Task brief: Beginning with the first line, retype exactly the records below up to and including the line with "x=569 y=462"; pictures do not belong in the copy.

Dataset content:

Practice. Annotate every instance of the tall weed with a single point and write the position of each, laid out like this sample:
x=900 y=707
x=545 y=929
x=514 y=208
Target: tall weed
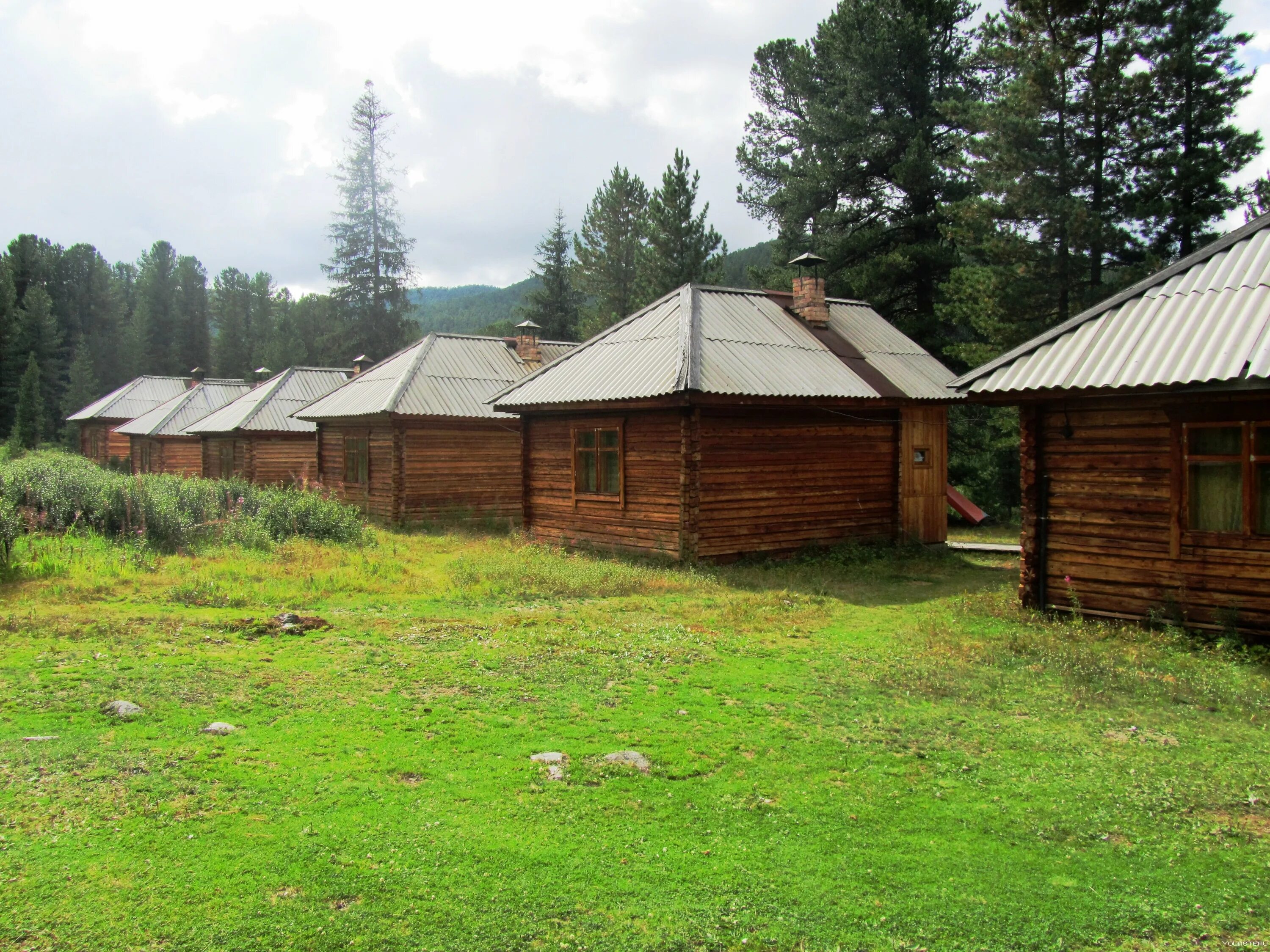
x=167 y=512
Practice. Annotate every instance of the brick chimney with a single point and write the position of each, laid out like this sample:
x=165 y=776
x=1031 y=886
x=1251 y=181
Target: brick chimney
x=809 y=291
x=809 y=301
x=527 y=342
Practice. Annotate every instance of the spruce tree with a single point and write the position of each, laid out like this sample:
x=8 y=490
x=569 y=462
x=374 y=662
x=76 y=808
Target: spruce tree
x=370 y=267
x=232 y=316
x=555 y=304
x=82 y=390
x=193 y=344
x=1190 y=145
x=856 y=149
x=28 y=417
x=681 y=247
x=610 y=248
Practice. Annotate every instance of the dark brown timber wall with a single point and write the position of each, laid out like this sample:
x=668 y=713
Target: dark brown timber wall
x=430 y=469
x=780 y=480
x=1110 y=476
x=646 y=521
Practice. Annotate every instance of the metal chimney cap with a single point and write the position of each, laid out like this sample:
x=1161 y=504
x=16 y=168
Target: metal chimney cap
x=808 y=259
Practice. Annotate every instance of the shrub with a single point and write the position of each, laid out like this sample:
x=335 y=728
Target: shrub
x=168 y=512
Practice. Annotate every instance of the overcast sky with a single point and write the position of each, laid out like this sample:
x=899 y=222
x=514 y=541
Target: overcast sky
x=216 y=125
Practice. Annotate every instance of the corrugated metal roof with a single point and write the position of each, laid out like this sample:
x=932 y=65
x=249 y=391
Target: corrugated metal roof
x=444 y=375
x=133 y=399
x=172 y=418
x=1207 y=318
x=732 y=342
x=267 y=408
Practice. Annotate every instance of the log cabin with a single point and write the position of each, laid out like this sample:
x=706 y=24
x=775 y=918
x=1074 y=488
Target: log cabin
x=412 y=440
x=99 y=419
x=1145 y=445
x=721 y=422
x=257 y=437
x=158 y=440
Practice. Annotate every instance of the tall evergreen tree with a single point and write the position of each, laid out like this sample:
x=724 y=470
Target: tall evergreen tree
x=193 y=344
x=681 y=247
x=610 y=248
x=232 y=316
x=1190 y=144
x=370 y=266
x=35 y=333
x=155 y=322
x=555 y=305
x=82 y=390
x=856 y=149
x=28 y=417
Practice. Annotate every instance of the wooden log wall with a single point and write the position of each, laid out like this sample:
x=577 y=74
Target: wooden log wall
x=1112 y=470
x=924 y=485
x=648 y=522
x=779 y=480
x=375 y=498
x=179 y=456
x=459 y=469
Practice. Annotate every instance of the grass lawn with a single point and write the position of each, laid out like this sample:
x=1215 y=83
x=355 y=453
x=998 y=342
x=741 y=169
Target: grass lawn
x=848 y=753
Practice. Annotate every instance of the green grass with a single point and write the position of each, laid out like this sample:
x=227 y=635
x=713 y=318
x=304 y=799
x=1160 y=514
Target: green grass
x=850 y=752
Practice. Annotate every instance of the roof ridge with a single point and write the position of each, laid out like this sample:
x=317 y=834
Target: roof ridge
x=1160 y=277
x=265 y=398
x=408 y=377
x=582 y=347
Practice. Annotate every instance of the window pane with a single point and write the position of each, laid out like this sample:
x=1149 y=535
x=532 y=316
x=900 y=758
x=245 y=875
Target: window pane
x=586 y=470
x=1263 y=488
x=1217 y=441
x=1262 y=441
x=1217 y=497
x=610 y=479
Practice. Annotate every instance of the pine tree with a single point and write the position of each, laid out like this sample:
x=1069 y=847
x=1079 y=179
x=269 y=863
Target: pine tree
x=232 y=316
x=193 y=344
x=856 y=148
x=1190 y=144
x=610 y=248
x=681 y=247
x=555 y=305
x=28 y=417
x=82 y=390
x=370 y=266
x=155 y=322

Answer box:
Practice. Annotate every instance of the tall weed with a single point and write the position of each, laid out like this sample:
x=900 y=707
x=545 y=929
x=514 y=208
Target: tall weed
x=167 y=512
Practice. Annotate every instance of the brick chimney with a single point and write the position of each, laid out like this sample:
x=165 y=776
x=1031 y=886
x=1251 y=181
Target: brick chimney
x=809 y=291
x=809 y=301
x=527 y=342
Practice. Annotate every instance of the spruce tree with a single point and write the position of each, laid out like this sample:
x=8 y=490
x=569 y=462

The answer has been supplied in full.